Problem: The output is the lines below from the one with "tag: wooden stake | output bbox" through the one with "tag: overcast sky | output bbox", both included, printed exactly and with no other line.

Data extracts:
^^^^

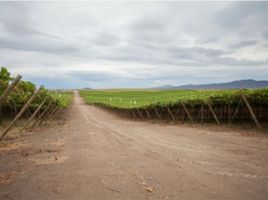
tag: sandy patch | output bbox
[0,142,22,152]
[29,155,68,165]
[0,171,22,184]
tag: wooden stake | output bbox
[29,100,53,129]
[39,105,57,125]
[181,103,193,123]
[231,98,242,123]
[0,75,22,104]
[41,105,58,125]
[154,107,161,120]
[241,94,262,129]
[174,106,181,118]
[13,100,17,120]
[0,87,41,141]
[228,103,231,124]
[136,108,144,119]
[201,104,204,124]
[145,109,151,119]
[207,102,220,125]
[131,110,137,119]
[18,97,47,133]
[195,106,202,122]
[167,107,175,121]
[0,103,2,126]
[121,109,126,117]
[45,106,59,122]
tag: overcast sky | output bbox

^^^^

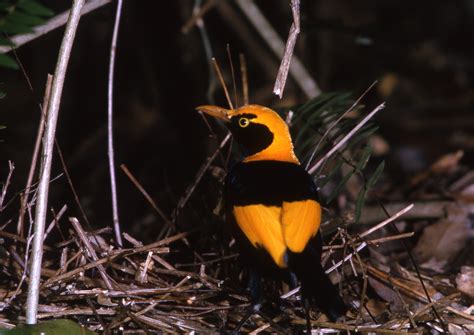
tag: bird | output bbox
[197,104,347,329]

^^^^

Answer for this exercise:
tag: wooden stake | output bbox
[29,100,53,129]
[39,105,57,125]
[181,103,193,123]
[231,98,242,123]
[0,75,22,104]
[41,105,58,125]
[154,107,161,120]
[241,94,262,129]
[174,106,181,118]
[13,100,17,120]
[0,87,41,141]
[228,103,231,124]
[136,108,144,119]
[201,104,204,124]
[145,109,151,119]
[207,102,220,125]
[131,110,137,119]
[18,97,47,133]
[195,106,202,122]
[167,107,175,121]
[0,103,2,126]
[121,109,126,117]
[45,106,59,122]
tag: overcast sky | output bbox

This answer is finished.